- Work request: All of the records are to be copied out exactly, with nothing left out.

═══ Material for this exercise ═══

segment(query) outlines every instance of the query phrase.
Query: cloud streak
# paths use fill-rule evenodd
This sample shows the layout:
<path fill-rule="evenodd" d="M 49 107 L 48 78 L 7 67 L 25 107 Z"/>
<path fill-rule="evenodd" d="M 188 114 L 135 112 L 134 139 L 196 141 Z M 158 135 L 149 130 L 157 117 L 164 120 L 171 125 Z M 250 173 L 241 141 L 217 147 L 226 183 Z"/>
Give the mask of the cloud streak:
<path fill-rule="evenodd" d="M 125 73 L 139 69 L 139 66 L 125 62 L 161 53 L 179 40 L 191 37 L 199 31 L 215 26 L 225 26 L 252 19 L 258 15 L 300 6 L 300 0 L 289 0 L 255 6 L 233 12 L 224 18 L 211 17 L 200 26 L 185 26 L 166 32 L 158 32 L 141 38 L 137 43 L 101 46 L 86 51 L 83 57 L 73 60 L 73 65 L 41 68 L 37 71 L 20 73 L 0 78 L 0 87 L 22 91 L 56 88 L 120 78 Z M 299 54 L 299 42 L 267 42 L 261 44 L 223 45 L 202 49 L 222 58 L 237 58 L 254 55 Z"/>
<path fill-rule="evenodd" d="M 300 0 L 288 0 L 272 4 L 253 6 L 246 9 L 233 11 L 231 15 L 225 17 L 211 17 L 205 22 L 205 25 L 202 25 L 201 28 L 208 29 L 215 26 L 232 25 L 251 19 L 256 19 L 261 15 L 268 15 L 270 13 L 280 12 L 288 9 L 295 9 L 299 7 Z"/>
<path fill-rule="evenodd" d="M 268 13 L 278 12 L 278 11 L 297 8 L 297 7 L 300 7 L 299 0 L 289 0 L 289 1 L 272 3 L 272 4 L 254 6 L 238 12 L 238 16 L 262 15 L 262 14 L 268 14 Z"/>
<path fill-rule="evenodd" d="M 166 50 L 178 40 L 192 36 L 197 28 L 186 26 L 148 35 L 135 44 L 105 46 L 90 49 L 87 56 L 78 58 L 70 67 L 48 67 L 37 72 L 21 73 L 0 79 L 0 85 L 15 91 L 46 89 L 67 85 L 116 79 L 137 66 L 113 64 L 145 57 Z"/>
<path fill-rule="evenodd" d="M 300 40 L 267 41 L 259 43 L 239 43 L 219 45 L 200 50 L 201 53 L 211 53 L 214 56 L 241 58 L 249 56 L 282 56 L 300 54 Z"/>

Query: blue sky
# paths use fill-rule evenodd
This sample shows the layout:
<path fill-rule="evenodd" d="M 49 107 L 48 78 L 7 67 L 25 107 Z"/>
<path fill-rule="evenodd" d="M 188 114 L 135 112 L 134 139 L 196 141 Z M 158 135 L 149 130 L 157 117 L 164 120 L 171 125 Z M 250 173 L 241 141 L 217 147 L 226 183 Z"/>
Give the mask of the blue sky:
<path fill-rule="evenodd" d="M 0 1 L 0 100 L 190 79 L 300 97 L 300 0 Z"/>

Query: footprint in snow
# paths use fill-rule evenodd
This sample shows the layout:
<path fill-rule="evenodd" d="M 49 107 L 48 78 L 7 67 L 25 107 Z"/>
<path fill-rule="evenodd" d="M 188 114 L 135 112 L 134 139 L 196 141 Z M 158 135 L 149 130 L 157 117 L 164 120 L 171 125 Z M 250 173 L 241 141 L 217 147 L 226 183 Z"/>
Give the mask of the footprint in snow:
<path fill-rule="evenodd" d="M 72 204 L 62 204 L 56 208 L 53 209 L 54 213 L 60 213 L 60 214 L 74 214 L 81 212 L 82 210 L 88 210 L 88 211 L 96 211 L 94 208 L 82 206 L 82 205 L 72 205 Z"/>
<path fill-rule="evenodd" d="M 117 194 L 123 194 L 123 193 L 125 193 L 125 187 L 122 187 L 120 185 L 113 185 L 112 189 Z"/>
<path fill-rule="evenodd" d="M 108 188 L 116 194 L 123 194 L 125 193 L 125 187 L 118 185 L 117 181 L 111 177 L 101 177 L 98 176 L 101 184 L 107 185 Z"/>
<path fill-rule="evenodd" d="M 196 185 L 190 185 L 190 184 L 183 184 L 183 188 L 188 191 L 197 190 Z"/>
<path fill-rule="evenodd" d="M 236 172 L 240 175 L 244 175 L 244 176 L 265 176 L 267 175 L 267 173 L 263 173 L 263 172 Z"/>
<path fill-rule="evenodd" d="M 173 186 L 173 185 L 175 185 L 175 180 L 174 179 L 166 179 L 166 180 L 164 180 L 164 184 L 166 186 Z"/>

═══

- Exercise output:
segment(query) outlines every instance of the query phrase.
Query: cloud streak
# paths use fill-rule evenodd
This sample shows the layout:
<path fill-rule="evenodd" d="M 49 107 L 48 78 L 7 67 L 25 107 Z"/>
<path fill-rule="evenodd" d="M 188 114 L 135 112 L 134 139 L 196 141 Z M 158 135 L 149 130 L 157 117 L 164 120 L 171 125 Z M 250 173 L 241 141 L 217 147 L 226 183 Z"/>
Give the mask of the cloud streak:
<path fill-rule="evenodd" d="M 125 73 L 139 69 L 139 66 L 125 62 L 161 53 L 179 40 L 191 37 L 199 31 L 215 26 L 225 26 L 252 19 L 258 15 L 300 6 L 300 0 L 289 0 L 255 6 L 233 12 L 224 18 L 211 17 L 200 26 L 185 26 L 166 32 L 158 32 L 141 38 L 137 43 L 101 46 L 86 51 L 83 57 L 73 60 L 73 65 L 41 68 L 37 71 L 20 73 L 0 78 L 0 87 L 22 91 L 56 88 L 120 78 Z M 299 54 L 299 42 L 267 42 L 261 44 L 223 45 L 202 49 L 222 58 L 237 58 L 254 55 Z"/>
<path fill-rule="evenodd" d="M 300 0 L 288 0 L 272 4 L 253 6 L 246 9 L 233 11 L 231 15 L 225 17 L 211 17 L 205 22 L 205 25 L 202 25 L 201 28 L 208 29 L 215 26 L 232 25 L 251 19 L 256 19 L 261 15 L 268 15 L 270 13 L 280 12 L 288 9 L 295 9 L 299 7 Z"/>
<path fill-rule="evenodd" d="M 268 13 L 278 12 L 278 11 L 297 8 L 297 7 L 300 7 L 299 0 L 289 0 L 289 1 L 272 3 L 272 4 L 254 6 L 238 12 L 238 16 L 262 15 L 262 14 L 268 14 Z"/>
<path fill-rule="evenodd" d="M 166 50 L 178 40 L 192 36 L 197 28 L 186 26 L 148 35 L 135 44 L 105 46 L 90 49 L 87 56 L 78 58 L 70 67 L 48 67 L 37 72 L 21 73 L 0 79 L 0 85 L 15 91 L 46 89 L 67 85 L 116 79 L 137 66 L 113 64 L 145 57 Z"/>
<path fill-rule="evenodd" d="M 300 40 L 267 41 L 259 43 L 239 43 L 219 45 L 200 50 L 201 53 L 211 53 L 214 56 L 241 58 L 249 56 L 282 56 L 300 54 Z"/>

Query: blue sky
# paths use fill-rule evenodd
This sample shows the layout:
<path fill-rule="evenodd" d="M 49 107 L 48 78 L 7 67 L 25 107 Z"/>
<path fill-rule="evenodd" d="M 188 114 L 135 112 L 134 139 L 196 141 Z M 158 135 L 149 130 L 157 117 L 164 120 L 171 125 Z M 250 173 L 241 141 L 217 147 L 226 183 Z"/>
Give the mask of the blue sky:
<path fill-rule="evenodd" d="M 0 1 L 0 100 L 190 79 L 300 97 L 300 0 Z"/>

Query: footprint in snow
# paths use fill-rule evenodd
This sample shows the layout:
<path fill-rule="evenodd" d="M 49 107 L 48 78 L 7 67 L 25 107 Z"/>
<path fill-rule="evenodd" d="M 188 114 L 135 112 L 134 139 L 196 141 Z M 158 135 L 149 130 L 157 117 L 164 120 L 171 125 Z M 250 173 L 241 141 L 217 147 L 226 183 Z"/>
Give the mask of the footprint in snow:
<path fill-rule="evenodd" d="M 72 204 L 62 204 L 56 208 L 53 209 L 54 213 L 60 213 L 60 214 L 74 214 L 81 212 L 82 210 L 88 210 L 88 211 L 96 211 L 94 208 L 82 206 L 82 205 L 72 205 Z"/>
<path fill-rule="evenodd" d="M 117 194 L 123 194 L 123 193 L 125 193 L 125 187 L 122 187 L 120 185 L 113 185 L 112 189 Z"/>
<path fill-rule="evenodd" d="M 108 188 L 116 194 L 123 194 L 125 193 L 125 187 L 118 185 L 117 181 L 111 177 L 101 177 L 98 176 L 101 184 L 107 185 Z"/>
<path fill-rule="evenodd" d="M 196 185 L 190 185 L 190 184 L 183 184 L 183 188 L 188 191 L 197 190 Z"/>
<path fill-rule="evenodd" d="M 236 172 L 240 175 L 244 175 L 244 176 L 265 176 L 267 175 L 267 173 L 263 173 L 263 172 Z"/>
<path fill-rule="evenodd" d="M 173 186 L 173 185 L 175 185 L 175 180 L 174 179 L 166 179 L 166 180 L 164 180 L 164 184 L 166 186 Z"/>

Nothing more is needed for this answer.